> **ACTIVITY**: Recast part of the material as a Markdown table with two columns, Row and Line text. Begin with the line that contains "For each <instance> block, the" and continue through the line that contains "negative clicks: (926, 271) (930, 104)", including both of those lines and nothing outside them, and omit any blank lines.

> **TASK MATERIAL**:
──────────

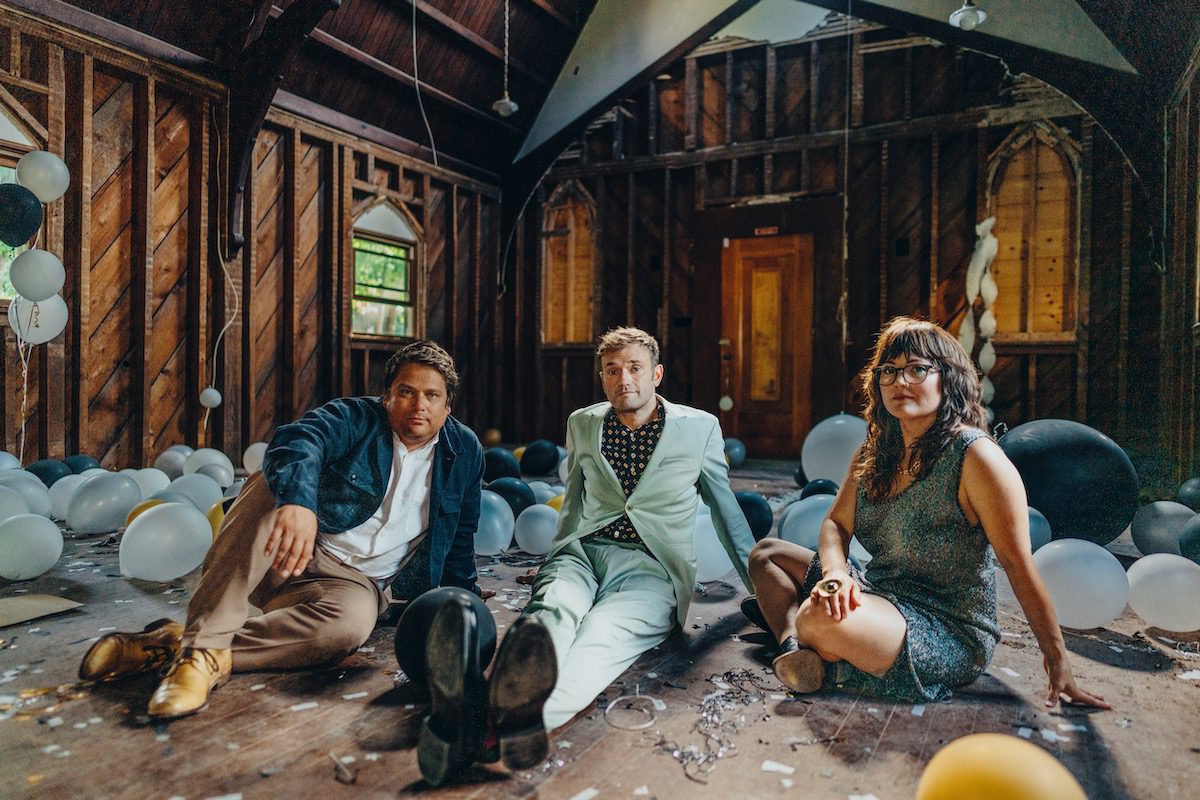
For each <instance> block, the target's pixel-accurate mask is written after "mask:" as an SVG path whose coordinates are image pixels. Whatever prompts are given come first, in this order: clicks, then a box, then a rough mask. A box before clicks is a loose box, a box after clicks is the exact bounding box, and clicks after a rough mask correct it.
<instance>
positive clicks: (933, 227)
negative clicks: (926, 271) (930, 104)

──────────

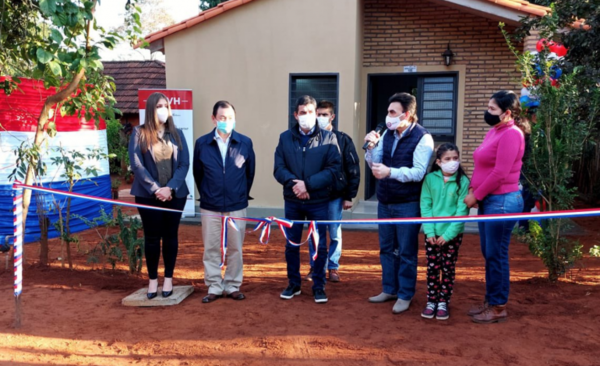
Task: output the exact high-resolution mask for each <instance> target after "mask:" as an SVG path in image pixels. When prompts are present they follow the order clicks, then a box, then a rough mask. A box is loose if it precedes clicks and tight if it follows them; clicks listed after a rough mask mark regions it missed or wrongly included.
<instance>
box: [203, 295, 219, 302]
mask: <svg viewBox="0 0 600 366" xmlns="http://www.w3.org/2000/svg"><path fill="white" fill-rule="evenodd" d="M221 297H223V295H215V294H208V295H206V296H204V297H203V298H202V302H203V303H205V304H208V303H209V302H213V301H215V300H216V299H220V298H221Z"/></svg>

──────────

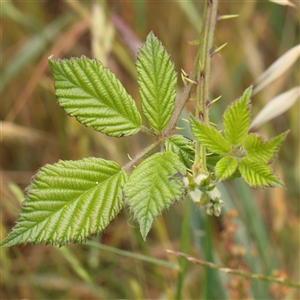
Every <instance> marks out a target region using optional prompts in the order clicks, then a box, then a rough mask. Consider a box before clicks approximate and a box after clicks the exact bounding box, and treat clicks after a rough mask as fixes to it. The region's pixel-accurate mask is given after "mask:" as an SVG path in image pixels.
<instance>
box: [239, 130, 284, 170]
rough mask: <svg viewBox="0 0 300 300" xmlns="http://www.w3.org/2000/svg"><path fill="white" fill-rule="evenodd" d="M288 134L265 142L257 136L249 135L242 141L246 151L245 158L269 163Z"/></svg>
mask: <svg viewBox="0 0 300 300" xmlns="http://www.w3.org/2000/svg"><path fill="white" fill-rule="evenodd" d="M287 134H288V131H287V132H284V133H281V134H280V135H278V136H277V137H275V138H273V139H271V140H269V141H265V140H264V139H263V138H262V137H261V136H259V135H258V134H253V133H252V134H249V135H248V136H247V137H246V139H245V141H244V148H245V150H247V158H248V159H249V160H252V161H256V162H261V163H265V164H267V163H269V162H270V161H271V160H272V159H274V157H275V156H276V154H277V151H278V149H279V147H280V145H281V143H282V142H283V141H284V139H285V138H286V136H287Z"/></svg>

──────────

> **REPLY TO THE TASK**:
| Row | Line text |
|---|---|
| 1 | For each <instance> block, the target's pixel-accurate mask is written after "mask:" as an SVG path whose coordinates are image pixels. Whatever prompts are given come first, in this order: clicks, then a box, then a rough mask. A box before clicks is a loose box, a box after clicks is the exact bounding box, and clicks after a rough mask correct it. |
| 2 | <instance> |
| 3 | positive clicks: (933, 227) |
| 4 | negative clicks: (926, 271) (930, 104) |